* _EXERCISE GOAL_: Lines from the one containing "On this screenshot, the circular" through the end of the data are to be returned exactly, and no others.

* _INPUT ROWS_:
◆ ◆ ◆ ◆ ◆ ◆ ◆
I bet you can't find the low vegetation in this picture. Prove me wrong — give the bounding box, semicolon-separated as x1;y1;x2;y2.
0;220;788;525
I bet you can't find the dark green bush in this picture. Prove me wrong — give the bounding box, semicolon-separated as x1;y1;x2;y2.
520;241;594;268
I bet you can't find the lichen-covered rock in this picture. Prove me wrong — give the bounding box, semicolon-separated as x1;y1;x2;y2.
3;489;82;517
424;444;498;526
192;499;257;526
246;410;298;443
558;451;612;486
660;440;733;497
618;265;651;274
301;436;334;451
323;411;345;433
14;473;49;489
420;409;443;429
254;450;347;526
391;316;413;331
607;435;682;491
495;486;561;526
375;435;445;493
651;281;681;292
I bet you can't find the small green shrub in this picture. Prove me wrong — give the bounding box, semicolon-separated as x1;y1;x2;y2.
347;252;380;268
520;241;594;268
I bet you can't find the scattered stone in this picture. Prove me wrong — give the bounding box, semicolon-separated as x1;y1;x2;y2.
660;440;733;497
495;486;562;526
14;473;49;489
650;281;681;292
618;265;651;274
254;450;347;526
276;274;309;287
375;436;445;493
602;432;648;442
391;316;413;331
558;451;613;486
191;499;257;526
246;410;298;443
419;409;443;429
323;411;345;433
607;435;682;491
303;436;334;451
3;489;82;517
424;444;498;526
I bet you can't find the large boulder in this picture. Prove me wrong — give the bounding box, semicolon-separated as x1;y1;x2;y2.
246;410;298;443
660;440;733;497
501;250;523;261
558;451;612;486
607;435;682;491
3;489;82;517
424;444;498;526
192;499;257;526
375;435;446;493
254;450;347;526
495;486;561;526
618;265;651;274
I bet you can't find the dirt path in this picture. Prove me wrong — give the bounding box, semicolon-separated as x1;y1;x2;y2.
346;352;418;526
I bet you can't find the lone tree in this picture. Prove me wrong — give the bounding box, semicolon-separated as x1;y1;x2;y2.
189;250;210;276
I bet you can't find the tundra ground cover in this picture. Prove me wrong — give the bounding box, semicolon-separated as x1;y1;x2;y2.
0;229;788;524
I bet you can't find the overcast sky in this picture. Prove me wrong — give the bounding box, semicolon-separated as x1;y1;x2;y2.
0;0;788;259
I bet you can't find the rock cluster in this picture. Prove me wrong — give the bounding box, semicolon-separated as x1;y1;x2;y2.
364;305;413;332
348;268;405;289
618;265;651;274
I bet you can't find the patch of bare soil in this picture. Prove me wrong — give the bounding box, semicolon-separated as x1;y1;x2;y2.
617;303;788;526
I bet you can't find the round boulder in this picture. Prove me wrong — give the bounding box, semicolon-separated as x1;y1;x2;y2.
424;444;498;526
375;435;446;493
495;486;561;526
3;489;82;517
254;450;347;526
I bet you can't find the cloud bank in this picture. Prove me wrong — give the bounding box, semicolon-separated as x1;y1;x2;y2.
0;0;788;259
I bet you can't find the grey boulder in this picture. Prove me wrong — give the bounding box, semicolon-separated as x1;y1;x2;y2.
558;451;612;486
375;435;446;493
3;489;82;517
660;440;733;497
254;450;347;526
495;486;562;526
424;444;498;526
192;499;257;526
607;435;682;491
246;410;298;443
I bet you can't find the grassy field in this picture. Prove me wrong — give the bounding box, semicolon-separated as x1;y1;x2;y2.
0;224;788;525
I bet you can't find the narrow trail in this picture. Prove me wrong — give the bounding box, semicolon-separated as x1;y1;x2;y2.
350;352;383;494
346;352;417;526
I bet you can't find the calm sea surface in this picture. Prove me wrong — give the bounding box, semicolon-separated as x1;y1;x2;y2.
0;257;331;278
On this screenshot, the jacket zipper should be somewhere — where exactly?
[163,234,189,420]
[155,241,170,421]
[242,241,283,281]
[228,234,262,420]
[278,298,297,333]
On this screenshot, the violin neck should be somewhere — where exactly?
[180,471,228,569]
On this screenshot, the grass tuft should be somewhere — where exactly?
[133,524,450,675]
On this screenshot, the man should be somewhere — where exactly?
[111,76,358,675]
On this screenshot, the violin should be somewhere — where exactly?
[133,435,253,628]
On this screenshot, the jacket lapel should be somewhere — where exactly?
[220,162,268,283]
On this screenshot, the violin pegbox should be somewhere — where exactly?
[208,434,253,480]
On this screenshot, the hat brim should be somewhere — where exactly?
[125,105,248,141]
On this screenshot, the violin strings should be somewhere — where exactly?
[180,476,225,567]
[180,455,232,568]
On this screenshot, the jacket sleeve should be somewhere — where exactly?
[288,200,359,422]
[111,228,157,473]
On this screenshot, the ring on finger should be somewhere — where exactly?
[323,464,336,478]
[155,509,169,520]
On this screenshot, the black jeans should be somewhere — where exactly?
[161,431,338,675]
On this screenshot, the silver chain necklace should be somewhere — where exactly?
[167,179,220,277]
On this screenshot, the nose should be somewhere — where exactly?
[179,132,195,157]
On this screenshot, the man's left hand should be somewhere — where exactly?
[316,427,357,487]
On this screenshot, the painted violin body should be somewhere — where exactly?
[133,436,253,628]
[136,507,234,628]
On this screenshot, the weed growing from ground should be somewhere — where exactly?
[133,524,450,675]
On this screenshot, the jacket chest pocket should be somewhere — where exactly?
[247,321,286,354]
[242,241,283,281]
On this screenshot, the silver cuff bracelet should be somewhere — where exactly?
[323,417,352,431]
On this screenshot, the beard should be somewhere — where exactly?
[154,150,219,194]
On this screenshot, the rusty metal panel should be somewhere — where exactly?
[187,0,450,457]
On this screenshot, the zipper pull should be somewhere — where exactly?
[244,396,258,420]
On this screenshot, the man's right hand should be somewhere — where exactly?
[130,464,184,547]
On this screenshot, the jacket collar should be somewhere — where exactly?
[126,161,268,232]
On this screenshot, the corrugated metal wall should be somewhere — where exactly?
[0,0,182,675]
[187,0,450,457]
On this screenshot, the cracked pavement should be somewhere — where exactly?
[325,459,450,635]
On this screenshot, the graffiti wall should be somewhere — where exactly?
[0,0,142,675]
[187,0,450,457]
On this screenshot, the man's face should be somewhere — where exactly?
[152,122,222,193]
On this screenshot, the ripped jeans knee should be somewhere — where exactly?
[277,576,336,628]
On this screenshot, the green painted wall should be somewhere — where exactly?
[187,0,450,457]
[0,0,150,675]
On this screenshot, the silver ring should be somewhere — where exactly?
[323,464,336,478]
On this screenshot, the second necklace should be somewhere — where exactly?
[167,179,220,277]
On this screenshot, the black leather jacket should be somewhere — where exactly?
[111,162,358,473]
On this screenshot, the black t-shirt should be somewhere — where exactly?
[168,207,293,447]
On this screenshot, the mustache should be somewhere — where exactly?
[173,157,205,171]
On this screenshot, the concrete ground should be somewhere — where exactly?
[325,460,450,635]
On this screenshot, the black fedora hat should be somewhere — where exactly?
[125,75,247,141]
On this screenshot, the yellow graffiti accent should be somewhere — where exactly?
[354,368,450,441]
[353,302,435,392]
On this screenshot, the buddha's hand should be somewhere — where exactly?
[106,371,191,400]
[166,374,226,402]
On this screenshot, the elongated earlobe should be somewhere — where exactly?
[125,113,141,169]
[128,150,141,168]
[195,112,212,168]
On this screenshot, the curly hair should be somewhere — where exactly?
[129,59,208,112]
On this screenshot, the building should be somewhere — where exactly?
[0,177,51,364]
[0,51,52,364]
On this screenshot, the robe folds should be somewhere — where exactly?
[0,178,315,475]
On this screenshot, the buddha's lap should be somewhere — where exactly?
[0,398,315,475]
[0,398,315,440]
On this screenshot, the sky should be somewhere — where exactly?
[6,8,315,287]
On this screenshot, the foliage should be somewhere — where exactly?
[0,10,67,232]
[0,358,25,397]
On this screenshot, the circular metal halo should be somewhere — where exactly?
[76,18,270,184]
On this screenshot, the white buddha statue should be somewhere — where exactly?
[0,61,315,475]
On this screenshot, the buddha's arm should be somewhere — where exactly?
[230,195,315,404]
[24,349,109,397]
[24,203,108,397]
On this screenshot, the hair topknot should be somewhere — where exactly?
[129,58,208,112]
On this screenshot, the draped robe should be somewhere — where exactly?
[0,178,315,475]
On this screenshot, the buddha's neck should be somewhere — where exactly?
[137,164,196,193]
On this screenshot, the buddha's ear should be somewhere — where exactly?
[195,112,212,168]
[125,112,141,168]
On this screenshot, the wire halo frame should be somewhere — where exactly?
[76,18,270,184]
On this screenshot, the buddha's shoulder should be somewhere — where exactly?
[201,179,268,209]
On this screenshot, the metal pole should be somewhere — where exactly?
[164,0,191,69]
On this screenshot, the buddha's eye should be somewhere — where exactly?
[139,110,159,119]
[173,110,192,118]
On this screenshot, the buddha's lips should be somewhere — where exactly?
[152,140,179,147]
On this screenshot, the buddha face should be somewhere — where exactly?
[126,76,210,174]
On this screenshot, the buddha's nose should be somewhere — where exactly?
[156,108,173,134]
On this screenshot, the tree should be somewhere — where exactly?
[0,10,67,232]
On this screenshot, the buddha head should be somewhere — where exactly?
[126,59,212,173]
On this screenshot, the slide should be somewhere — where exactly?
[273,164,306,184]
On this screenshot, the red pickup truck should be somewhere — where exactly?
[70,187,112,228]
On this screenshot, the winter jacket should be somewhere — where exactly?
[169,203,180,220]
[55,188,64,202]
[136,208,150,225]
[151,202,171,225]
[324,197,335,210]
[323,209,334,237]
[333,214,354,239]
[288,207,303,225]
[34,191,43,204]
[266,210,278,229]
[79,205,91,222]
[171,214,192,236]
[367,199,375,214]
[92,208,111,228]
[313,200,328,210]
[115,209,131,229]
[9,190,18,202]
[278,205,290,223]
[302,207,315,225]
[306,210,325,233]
◆ ◆ ◆ ◆ ◆ ◆ ◆
* _SOLUTION TO THIS EXERCISE_:
On this screenshot, the circular metal halo should be somewhere — where exactly?
[76,18,270,184]
On this screenshot, the white buddha statue should be somewhere — where exactly?
[0,61,315,475]
On this screenshot, the buddha's arm should be somewhere — where exactly?
[230,195,315,404]
[24,349,109,397]
[24,203,108,397]
On this screenshot, the hair topknot should be somewhere — where exactly?
[129,58,208,112]
On this screenshot, the draped robe should be somewhere — where exactly?
[0,178,315,475]
On this screenshot, the buddha's neck should be somewhere — where exactly?
[137,164,196,193]
On this screenshot, the buddha's ear should be somewhere — where exactly?
[195,112,212,168]
[125,112,141,168]
On this screenshot, the wire halo frame should be somewhere — where exactly?
[76,18,270,184]
On this screenshot, the buddha's shoulder should be somewhere — where exactly?
[201,179,268,209]
On this screenshot, the metal pole should be somewhere — where exactly?
[164,0,191,69]
On this screenshot, the buddha's eye should be somewhere — where exactly?
[139,110,159,119]
[173,110,192,118]
On this screenshot, the buddha's lips should be somewhere — where exactly?
[152,140,179,147]
On this screenshot, the buddha face should be somewhere — where exactly?
[126,76,210,174]
On this screenshot, the buddha's nose should be somewhere — where exactly?
[156,108,173,134]
On this screenshot, the tree should be somewhere — where exactly?
[0,10,67,232]
On this screenshot, the buddha head should be somewhere — where exactly?
[126,59,212,173]
On this screenshot, the slide should be somewhere — where exactly?
[273,164,306,184]
On this screenshot, the red pickup truck should be somewhere — where exactly?
[70,187,112,228]
On this screenshot, the winter jacket should be somewhere — where exactly?
[169,203,180,220]
[55,188,64,202]
[136,208,150,225]
[151,202,171,225]
[324,197,335,210]
[323,209,334,237]
[333,214,354,239]
[288,207,303,225]
[34,191,43,204]
[266,210,278,229]
[79,205,91,222]
[171,214,192,236]
[367,199,375,214]
[92,208,111,228]
[313,200,328,210]
[115,209,131,229]
[9,190,18,202]
[278,205,290,223]
[302,207,315,225]
[306,210,325,233]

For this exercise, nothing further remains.